Source text Block Start
People from large families have an increased risk of stomach
cancer, suggests a study that followed more than 7,000 Japanese-American
men for 28 years.
The study concluded that family size had a major influence
on the development of stomach cancer linked to the bacterium
Helicobacter pylori, and that younger siblings from
large families were especially prone to the most common form
of stomach cancer.
H. pylori lives in the mucous layer of the stomach
and is associated with peptic ulcers and stomach cancer. It's
estimated that half of the world's population carries H.
pylori in the stomach. It can be transmitted orally from
person to person or through contact with human feces.
The study found that men who carried certain strains of H.
pylori in their stomachs and had seven or more siblings
had more than twice the risk of developing stomach cancer,
compared to men with the same H. pylori strains who
had one to three siblings.
The findings are published in the Jan. 16 online issue of
the journal Public Library of Science Medicine.
"This is a very carefully controlled study that clearly shows
that there are factors in early childhood that affect the
risk of developing cancer many decades later," study leader
Dr. Martin J. Blaser, professor and chairman of the department
of medicine, and professor of microbiology at New York University
Medical Center and School of Medicine, said in a prepared
statement.
"That early childhood events affect the risk of cancers occurring
in old age is remarkable, and this may be a model for other
cancers," Blaser said.
He said that younger children in large families may acquire
H. pylori from older siblings at a time when the younger
children's immune systems are still developing. This, in combination
with the fact that the bacterium is already adapted to a genetically
related person, means the younger children may have a more
virulent H. pylori population in the stomach than if
they'd acquired the germ from a non-relative.
Source text Block End
Things to do:
1: Translate this sentence from the passage on family size and stomach cancer into Spanish: "The findings are published in the Jan. 16 online issue of the journal Public Library of Science Medicine."
2: Copy the passage on family size and stomach cancer word for word, starting with "pylori in their" and going on through "to three siblings.".
Provided material Block Start
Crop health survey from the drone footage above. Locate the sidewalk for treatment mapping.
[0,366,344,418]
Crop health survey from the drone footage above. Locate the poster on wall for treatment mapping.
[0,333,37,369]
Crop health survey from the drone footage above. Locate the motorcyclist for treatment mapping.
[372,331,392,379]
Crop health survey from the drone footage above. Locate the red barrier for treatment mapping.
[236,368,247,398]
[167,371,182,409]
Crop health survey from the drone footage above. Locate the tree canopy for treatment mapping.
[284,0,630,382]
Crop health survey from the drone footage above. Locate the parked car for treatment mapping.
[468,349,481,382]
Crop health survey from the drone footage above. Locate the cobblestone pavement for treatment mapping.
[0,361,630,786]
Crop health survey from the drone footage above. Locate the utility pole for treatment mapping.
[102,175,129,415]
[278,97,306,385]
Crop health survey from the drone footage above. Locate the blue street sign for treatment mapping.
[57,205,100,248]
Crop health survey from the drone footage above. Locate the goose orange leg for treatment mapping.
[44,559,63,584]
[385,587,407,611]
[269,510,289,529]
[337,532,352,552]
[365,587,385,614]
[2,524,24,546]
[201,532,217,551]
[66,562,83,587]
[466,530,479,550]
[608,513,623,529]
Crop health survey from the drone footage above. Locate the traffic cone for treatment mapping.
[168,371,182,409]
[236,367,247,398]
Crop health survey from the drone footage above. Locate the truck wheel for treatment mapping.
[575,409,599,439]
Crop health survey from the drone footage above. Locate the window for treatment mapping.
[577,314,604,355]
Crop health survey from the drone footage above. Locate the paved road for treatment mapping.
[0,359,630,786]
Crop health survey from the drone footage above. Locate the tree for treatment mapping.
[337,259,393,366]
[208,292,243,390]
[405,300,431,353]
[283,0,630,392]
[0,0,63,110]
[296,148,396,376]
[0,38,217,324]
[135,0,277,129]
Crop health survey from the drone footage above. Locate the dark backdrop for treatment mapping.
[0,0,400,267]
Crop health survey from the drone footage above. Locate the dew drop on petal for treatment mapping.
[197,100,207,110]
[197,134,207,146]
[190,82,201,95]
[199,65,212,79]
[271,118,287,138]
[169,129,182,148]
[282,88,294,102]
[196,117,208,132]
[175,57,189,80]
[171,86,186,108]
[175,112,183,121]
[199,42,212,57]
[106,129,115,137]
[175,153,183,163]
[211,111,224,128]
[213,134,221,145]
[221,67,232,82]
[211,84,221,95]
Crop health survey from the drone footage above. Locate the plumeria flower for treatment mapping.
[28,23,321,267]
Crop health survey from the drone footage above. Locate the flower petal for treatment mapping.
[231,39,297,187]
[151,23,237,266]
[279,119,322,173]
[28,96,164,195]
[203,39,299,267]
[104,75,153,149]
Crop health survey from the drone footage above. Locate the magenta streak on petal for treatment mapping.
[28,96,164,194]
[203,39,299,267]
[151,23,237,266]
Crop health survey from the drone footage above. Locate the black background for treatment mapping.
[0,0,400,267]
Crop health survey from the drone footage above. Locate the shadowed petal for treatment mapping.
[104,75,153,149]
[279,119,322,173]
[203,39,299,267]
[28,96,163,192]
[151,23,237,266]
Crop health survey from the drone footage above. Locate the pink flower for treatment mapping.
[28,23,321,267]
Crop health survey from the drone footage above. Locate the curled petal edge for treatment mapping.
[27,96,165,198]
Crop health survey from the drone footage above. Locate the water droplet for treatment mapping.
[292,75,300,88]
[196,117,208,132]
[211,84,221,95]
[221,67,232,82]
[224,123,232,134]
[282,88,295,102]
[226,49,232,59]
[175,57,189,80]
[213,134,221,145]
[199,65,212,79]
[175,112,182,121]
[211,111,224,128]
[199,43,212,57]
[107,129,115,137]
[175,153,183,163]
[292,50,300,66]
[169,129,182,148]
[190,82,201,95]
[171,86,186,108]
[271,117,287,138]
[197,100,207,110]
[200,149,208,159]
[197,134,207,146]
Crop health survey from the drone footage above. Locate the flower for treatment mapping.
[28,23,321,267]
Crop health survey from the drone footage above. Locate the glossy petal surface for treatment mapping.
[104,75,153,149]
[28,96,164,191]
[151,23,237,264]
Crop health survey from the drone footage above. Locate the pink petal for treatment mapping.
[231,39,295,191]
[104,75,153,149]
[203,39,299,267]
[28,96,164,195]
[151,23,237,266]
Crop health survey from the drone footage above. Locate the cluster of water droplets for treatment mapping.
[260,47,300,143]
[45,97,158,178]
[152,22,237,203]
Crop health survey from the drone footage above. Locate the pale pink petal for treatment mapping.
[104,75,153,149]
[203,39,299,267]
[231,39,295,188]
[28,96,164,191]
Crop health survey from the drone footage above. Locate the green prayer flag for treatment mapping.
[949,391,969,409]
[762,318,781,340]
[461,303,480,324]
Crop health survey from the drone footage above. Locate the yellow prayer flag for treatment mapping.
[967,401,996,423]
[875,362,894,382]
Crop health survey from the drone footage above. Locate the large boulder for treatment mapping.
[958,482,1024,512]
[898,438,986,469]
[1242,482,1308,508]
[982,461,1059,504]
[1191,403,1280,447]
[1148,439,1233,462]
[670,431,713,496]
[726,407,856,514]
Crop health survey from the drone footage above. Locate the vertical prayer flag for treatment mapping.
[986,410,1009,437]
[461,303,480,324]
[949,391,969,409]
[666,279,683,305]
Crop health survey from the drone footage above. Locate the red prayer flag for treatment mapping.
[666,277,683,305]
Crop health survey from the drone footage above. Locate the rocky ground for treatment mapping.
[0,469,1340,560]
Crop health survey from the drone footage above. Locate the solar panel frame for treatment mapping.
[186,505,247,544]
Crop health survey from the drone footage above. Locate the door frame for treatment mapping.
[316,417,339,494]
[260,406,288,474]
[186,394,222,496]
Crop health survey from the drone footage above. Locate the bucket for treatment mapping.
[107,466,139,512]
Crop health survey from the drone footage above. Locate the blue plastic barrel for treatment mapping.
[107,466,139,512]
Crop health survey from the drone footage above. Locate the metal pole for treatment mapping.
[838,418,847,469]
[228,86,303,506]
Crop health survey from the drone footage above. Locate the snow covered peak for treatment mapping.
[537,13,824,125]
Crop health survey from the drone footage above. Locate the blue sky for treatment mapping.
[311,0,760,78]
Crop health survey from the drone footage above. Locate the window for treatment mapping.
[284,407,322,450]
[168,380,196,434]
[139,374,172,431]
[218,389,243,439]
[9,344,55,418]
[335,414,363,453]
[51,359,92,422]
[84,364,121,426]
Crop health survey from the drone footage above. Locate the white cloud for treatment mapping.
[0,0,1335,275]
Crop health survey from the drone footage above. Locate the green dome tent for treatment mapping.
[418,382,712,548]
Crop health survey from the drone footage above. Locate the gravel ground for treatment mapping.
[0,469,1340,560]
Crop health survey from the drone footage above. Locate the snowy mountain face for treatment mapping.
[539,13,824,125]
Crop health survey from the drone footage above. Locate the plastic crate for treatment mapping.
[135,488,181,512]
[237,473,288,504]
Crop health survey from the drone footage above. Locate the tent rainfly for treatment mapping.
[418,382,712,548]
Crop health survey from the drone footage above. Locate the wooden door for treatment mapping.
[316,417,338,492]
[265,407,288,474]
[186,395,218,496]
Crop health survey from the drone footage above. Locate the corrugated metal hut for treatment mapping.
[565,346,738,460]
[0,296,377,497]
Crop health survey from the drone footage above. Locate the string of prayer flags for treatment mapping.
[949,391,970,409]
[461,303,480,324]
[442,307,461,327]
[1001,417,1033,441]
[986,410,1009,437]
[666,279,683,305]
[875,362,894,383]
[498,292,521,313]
Provided material Block End
Responses to the tasks:
1: Los hallazgos se publican en el número en línea del 16 de enero de la revista Public Library of Science Medicine.

2:
pylori in their stomachs and had seven or more siblings
had more than twice the risk of developing stomach cancer,
compared to men with the same H. pylori strains who
had one to three siblings.